JOB A => Duplicate the U.S. Open article from "Where It's Open" up to and including "activities around town.".

Where It's Open Season
San Diego gears up for the U.S. Open
HOSTING an international sports event can reveal the best and worst aspects of a city. In San Diego’s case, city officials are gushing over the 2008 U.S. Open Championship golf tournament that unfolds on Torrey Pines’ South Golf Course June 12-15. After all, it brings some 200,000 people to the city’s municipal golf course, the likelihood of fully occupied hotels around town, an international spotlight, unparalleled publicity and plenty of revenue. Golfers also relish the promising upside: a refurbished municipal golf course that will rank second to none nationally, a chance to see the world’s best players tackle their favorite venue, and plenty of golf-related activities around town.
Yet golf-indifferent citizens may cringe over how this Major event means major traffic headaches, major crowds around town and major lines at local restaurants. The San Diego County Fair is opening one day later than usual, just to alleviate some of the anticipated road congestion the Open will cause. So who will benefit the most? Perhaps everyone.
Consider that last year’s Open—held at Oakmont Country Club near Pittsburgh—brought a quarter of a million people into the city over a week. “It was fabulous for all of the restaurants and hotels,” says Bob Ford, PGA head professional at Oakmont. “Commerce was thriving the whole time—all the golf courses in the area were packed big-time the entire week.”
Even nongolfers came to the Steel City just to catch a glimpse of Tiger Woods’ first competitive golf visit to western Pennsylvania. “He was in contention until the last putt, which made the whole week,” says Ford, who thinks Woods will be equally valuable to San Diego, particularly because he was the runaway winner yet again at this year’s Buick Invitational PGA Tour event held at Torrey Pines in January. “It’ll be the biggest golf event played in Southern California in a decade, because the attention the Open brings is in addition to the attention Tiger brings playing in a Major. It’s one thing to play in the Buick Invitational, but it’s quite another to play the U.S. Open. It’s a big deal.”
In fact, the Open attracts every big name in golf, plus many of America’s top amateurs. And because it’s such a huge event—most insiders consider it the most esteemed of golf’s four Majors—it also brings around plenty of celebrities. That will be particularly true this year, because of San Diego’s proximity to Hollywood. The most-publicized event is a June 14 star-studded gala being hosted by Jay Leno aboard the U.S.S. Midway—and benefiting the San Diego County Junior Golf Association. On June 7 at Torrey Pines, another huge fund-raiser will benefit the San Diego Sports Foundation and Pro Kids Golf Academy. Some of golf ’s largest equipment companies, including Carlsbad-based Callaway and TaylorMade, are also hosting celebrity-infused events throughout tournament week.

Collected data entries:
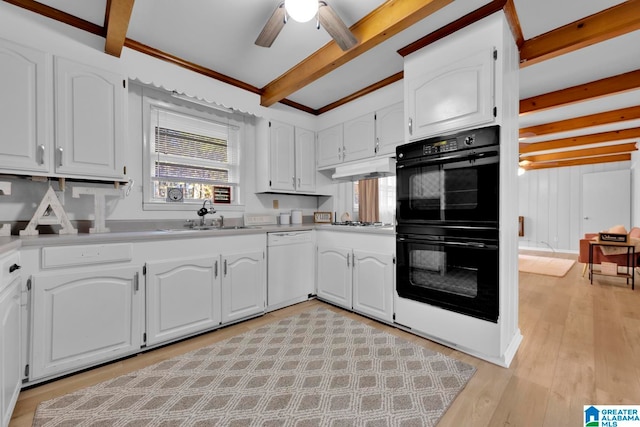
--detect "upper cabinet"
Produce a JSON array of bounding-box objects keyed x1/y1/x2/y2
[
  {"x1": 374, "y1": 102, "x2": 404, "y2": 156},
  {"x1": 342, "y1": 113, "x2": 376, "y2": 162},
  {"x1": 256, "y1": 120, "x2": 317, "y2": 195},
  {"x1": 0, "y1": 39, "x2": 53, "y2": 173},
  {"x1": 317, "y1": 123, "x2": 344, "y2": 168},
  {"x1": 318, "y1": 102, "x2": 404, "y2": 168},
  {"x1": 55, "y1": 58, "x2": 126, "y2": 178},
  {"x1": 0, "y1": 40, "x2": 126, "y2": 180},
  {"x1": 404, "y1": 49, "x2": 496, "y2": 140}
]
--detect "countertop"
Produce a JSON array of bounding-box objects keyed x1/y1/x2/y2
[{"x1": 0, "y1": 223, "x2": 395, "y2": 255}]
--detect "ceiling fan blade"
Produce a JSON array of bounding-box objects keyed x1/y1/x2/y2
[
  {"x1": 255, "y1": 2, "x2": 287, "y2": 47},
  {"x1": 318, "y1": 1, "x2": 358, "y2": 50}
]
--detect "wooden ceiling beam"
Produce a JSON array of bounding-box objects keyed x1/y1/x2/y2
[
  {"x1": 104, "y1": 0, "x2": 135, "y2": 58},
  {"x1": 521, "y1": 142, "x2": 638, "y2": 163},
  {"x1": 4, "y1": 0, "x2": 105, "y2": 37},
  {"x1": 520, "y1": 70, "x2": 640, "y2": 115},
  {"x1": 520, "y1": 0, "x2": 640, "y2": 67},
  {"x1": 260, "y1": 0, "x2": 453, "y2": 107},
  {"x1": 504, "y1": 0, "x2": 524, "y2": 50},
  {"x1": 522, "y1": 154, "x2": 631, "y2": 170},
  {"x1": 520, "y1": 127, "x2": 640, "y2": 154},
  {"x1": 520, "y1": 105, "x2": 640, "y2": 139}
]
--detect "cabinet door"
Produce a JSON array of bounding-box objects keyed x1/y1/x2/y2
[
  {"x1": 317, "y1": 245, "x2": 352, "y2": 309},
  {"x1": 405, "y1": 49, "x2": 494, "y2": 140},
  {"x1": 31, "y1": 267, "x2": 142, "y2": 379},
  {"x1": 269, "y1": 122, "x2": 295, "y2": 191},
  {"x1": 54, "y1": 58, "x2": 126, "y2": 179},
  {"x1": 295, "y1": 127, "x2": 316, "y2": 193},
  {"x1": 146, "y1": 256, "x2": 221, "y2": 345},
  {"x1": 342, "y1": 113, "x2": 376, "y2": 162},
  {"x1": 316, "y1": 124, "x2": 343, "y2": 167},
  {"x1": 353, "y1": 250, "x2": 394, "y2": 322},
  {"x1": 0, "y1": 40, "x2": 52, "y2": 174},
  {"x1": 375, "y1": 102, "x2": 404, "y2": 156},
  {"x1": 222, "y1": 251, "x2": 266, "y2": 323},
  {"x1": 0, "y1": 277, "x2": 22, "y2": 426}
]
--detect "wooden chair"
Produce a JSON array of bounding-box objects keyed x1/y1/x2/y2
[{"x1": 578, "y1": 231, "x2": 640, "y2": 277}]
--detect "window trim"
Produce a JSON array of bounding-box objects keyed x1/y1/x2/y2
[{"x1": 142, "y1": 87, "x2": 245, "y2": 211}]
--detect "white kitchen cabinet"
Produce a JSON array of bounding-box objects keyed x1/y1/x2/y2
[
  {"x1": 295, "y1": 126, "x2": 317, "y2": 193},
  {"x1": 352, "y1": 249, "x2": 395, "y2": 322},
  {"x1": 222, "y1": 250, "x2": 266, "y2": 323},
  {"x1": 256, "y1": 121, "x2": 318, "y2": 195},
  {"x1": 0, "y1": 39, "x2": 53, "y2": 174},
  {"x1": 146, "y1": 255, "x2": 221, "y2": 345},
  {"x1": 30, "y1": 266, "x2": 143, "y2": 379},
  {"x1": 404, "y1": 49, "x2": 495, "y2": 141},
  {"x1": 0, "y1": 40, "x2": 126, "y2": 184},
  {"x1": 317, "y1": 231, "x2": 395, "y2": 322},
  {"x1": 317, "y1": 245, "x2": 353, "y2": 310},
  {"x1": 0, "y1": 251, "x2": 23, "y2": 426},
  {"x1": 374, "y1": 102, "x2": 404, "y2": 156},
  {"x1": 269, "y1": 121, "x2": 296, "y2": 191},
  {"x1": 342, "y1": 113, "x2": 376, "y2": 162},
  {"x1": 54, "y1": 57, "x2": 126, "y2": 179},
  {"x1": 316, "y1": 123, "x2": 344, "y2": 168}
]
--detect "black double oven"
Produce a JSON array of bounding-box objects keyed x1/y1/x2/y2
[{"x1": 396, "y1": 126, "x2": 500, "y2": 322}]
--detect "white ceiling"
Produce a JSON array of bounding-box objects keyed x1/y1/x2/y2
[{"x1": 22, "y1": 0, "x2": 640, "y2": 155}]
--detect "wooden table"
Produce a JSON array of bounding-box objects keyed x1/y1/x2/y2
[{"x1": 589, "y1": 240, "x2": 636, "y2": 290}]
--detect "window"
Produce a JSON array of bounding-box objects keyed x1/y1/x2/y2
[
  {"x1": 353, "y1": 176, "x2": 396, "y2": 224},
  {"x1": 144, "y1": 90, "x2": 240, "y2": 210}
]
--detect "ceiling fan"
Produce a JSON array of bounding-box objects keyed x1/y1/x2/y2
[{"x1": 255, "y1": 0, "x2": 358, "y2": 50}]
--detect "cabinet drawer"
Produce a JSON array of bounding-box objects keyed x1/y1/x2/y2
[
  {"x1": 0, "y1": 251, "x2": 20, "y2": 292},
  {"x1": 42, "y1": 243, "x2": 133, "y2": 268}
]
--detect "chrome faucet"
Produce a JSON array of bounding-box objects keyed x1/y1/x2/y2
[{"x1": 198, "y1": 199, "x2": 216, "y2": 226}]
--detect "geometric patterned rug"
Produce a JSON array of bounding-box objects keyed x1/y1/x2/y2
[{"x1": 33, "y1": 308, "x2": 475, "y2": 427}]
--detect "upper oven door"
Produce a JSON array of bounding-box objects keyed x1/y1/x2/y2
[{"x1": 396, "y1": 146, "x2": 500, "y2": 228}]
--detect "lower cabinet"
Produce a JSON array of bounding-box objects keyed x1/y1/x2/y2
[
  {"x1": 317, "y1": 233, "x2": 395, "y2": 322},
  {"x1": 146, "y1": 255, "x2": 221, "y2": 345},
  {"x1": 0, "y1": 271, "x2": 22, "y2": 426},
  {"x1": 222, "y1": 250, "x2": 266, "y2": 323},
  {"x1": 30, "y1": 266, "x2": 143, "y2": 379}
]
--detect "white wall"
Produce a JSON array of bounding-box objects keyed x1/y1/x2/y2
[{"x1": 518, "y1": 162, "x2": 639, "y2": 252}]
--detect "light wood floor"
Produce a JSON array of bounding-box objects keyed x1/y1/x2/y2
[{"x1": 10, "y1": 253, "x2": 640, "y2": 427}]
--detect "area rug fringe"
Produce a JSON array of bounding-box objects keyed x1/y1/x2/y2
[
  {"x1": 33, "y1": 308, "x2": 475, "y2": 427},
  {"x1": 518, "y1": 254, "x2": 575, "y2": 277}
]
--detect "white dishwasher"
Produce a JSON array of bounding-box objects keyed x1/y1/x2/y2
[{"x1": 267, "y1": 231, "x2": 315, "y2": 311}]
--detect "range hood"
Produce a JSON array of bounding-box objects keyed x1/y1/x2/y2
[{"x1": 331, "y1": 157, "x2": 396, "y2": 181}]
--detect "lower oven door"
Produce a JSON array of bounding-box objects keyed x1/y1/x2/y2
[{"x1": 396, "y1": 234, "x2": 499, "y2": 322}]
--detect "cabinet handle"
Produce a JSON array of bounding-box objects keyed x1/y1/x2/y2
[{"x1": 133, "y1": 271, "x2": 140, "y2": 292}]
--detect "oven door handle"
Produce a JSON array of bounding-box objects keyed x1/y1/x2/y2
[
  {"x1": 396, "y1": 150, "x2": 500, "y2": 169},
  {"x1": 397, "y1": 237, "x2": 498, "y2": 249}
]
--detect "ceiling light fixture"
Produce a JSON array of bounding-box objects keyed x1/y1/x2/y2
[{"x1": 284, "y1": 0, "x2": 318, "y2": 22}]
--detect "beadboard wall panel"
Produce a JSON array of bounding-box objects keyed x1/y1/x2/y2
[{"x1": 518, "y1": 162, "x2": 635, "y2": 253}]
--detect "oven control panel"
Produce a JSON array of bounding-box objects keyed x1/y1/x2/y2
[{"x1": 396, "y1": 126, "x2": 500, "y2": 160}]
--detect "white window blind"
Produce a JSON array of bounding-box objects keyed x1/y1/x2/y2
[{"x1": 149, "y1": 105, "x2": 240, "y2": 204}]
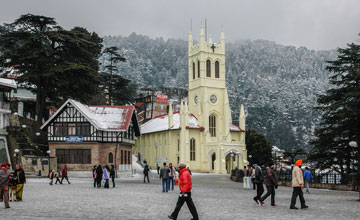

JOB B => From the listing above, pull out each line containing the string "upper", matching case exactly.

EXERCISE ANSWER A =>
Where It's Open Season
San Diego gears up for the U.S. Open
HOSTING an international sports event can reveal the best and worst aspects of a city. In San Diego’s case, city officials are gushing over the 2008 U.S. Open Championship golf tournament that unfolds on Torrey Pines’ South Golf Course June 12-15. After all, it brings some 200,000 people to the city’s municipal golf course, the likelihood of fully occupied hotels around town, an international spotlight, unparalleled publicity and plenty of revenue. Golfers also relish the promising upside: a refurbished municipal golf course that will rank second to none nationally, a chance to see the world’s best players tackle their favorite venue, and plenty of golf-related activities around town.

EXERCISE ANSWER B =>
--detect "upper cabinet"
--detect "upper oven door"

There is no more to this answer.